Data items
──────

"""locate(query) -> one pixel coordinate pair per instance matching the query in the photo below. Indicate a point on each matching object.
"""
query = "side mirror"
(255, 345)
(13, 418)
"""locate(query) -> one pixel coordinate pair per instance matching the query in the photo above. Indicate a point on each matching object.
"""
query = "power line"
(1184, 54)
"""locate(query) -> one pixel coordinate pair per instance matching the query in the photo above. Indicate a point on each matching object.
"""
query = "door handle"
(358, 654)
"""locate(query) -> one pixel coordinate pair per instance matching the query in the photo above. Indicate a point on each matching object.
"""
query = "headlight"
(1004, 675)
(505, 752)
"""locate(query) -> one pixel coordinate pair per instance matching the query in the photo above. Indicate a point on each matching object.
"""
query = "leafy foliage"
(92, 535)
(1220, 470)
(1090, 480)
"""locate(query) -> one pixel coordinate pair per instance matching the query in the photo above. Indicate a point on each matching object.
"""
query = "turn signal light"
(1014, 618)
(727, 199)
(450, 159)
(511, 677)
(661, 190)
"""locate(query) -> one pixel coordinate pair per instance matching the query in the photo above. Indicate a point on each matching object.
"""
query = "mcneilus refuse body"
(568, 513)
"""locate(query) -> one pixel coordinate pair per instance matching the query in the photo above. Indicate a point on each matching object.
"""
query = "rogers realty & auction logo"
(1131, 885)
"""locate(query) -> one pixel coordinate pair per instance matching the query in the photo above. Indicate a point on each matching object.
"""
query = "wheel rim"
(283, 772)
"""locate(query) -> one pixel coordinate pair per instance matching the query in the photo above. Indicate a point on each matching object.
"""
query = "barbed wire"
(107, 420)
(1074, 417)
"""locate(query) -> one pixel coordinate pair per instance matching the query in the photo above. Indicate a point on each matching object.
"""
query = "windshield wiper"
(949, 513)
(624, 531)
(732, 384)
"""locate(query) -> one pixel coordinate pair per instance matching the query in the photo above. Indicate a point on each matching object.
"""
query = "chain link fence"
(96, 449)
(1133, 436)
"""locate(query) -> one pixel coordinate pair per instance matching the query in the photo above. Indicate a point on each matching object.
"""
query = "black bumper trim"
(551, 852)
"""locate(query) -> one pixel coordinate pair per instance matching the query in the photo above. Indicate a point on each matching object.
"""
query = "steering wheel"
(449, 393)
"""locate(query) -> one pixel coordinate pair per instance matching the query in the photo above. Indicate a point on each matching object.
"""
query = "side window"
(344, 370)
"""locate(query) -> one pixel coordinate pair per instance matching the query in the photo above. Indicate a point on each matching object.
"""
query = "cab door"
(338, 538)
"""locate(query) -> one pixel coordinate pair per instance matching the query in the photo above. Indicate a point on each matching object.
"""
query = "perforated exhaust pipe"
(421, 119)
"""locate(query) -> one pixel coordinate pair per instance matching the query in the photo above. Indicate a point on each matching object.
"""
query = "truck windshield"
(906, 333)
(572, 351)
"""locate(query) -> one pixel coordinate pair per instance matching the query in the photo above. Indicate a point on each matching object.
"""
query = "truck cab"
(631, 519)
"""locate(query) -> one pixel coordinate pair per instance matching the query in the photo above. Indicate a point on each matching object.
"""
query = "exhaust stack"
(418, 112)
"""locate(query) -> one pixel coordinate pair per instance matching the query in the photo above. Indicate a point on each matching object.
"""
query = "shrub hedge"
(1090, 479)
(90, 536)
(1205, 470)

──────

TASK BRIEF
Extract every entry in the listing word for word.

RESULT
"""locate(query) -> one pixel coordinate pair per instance matching the query in the photo below. Indicate a point on each matching object.
"""
query = "side mirror"
(255, 345)
(13, 418)
"""locate(query) -> one pixel coordinate pair per instance matching the query in the photo above. Indicate a point on each matching object.
"""
query = "power line"
(1184, 54)
"""locate(query) -> one pixel coordinate pair per instance matching the query in the photo above. Indicate a point on each matching object.
"""
query = "door handle"
(358, 654)
"""locate(query) -> one pixel coordinate pair per instance matching the query in the photo above. Indicate a point on each matching object.
"""
query = "headlight"
(1004, 675)
(505, 752)
"""locate(query) -> one pixel coordinate pair per instance matching the query in the photo above. Indicate a point on each matching object.
"""
query = "leafy foliage"
(92, 535)
(1220, 470)
(1090, 480)
"""locate(query) -> one pixel coordinate pair per instance matching the query in the photo above. Indicate a point on each matching object.
"""
query = "turn signal light"
(1014, 618)
(727, 199)
(450, 159)
(511, 677)
(661, 190)
"""locate(query) -> one pixel coordinate pair per instance matching the query in the photo above. Indicate a point on each matching object.
"""
query = "mcneilus refuse body"
(568, 513)
"""locate(query) -> one pixel coordinate pair per instance matching the query in the photo above. Indicate a point on each matching object.
"""
query = "rogers realty & auction logo"
(1131, 885)
"""locate(query) -> one pixel coordinate pair per instance matching the query in the photo above. Indicate a point on each matching object.
"""
query = "wheel rim"
(283, 772)
"""locate(query) -> one pixel coordinate pair per instance matching the query in the photo above. Indicate a point on each matching object.
"""
query = "barbed wire"
(107, 420)
(1074, 417)
"""locate(query) -> one pixel coordinate pair per instance matching the query in the photo above. Indicate a point on each matching object.
"""
query = "windshield wiper"
(949, 513)
(624, 531)
(732, 384)
"""locate(query) -> one pixel coordinate pair per instance matching the query in the photo above. Indicate a point on each matching object.
"""
query = "chain link fence"
(96, 449)
(1133, 436)
"""locate(query) -> one pixel coordinate pair per instance matching the query in the photo above. Indicate a point on each matching object.
"""
query = "black bumper trim"
(551, 852)
"""locate(query) -> one pixel coordinate pair per instance matching the query in the photo above. Indicate a point on each matching object.
"""
query = "steering wheel"
(449, 393)
"""locate(query) -> one pixel coordinate pair per instance matching the query in the photo above. Indicate a point on each matching object.
"""
query = "side window"
(344, 370)
"""locate(query) -> one pixel coordinate pair per instance matching the query in the photo above. Indicate a point on each matching object.
"""
query = "cab door"
(338, 538)
"""locate(query) -> one pixel coordinate pair per instance matching the query in the photo above. Indicate a point on each matching object.
"""
query = "perforated exhaust pipe"
(421, 119)
"""locate(query) -> one pixel coordinate pair per instance matching the query in the photo above. Indicate a point on each matching object.
"""
query = "truck windshield"
(906, 333)
(572, 351)
"""locate(query) -> one pixel coordinate pair per instance matching the query in the photo above. Indicate a point on each matching object.
"""
query = "truck cab"
(631, 519)
"""locate(query) -> one pixel coordinate pair per instance matching the query in the photo above. Indicate a point on each matching object.
"""
query = "exhaust stack"
(418, 112)
"""locate(query) -> one pixel coordinate pair per instance matching the query in the photo above. Indicate a point on each matching object.
"""
query = "shrub hedge"
(1090, 479)
(90, 536)
(1205, 470)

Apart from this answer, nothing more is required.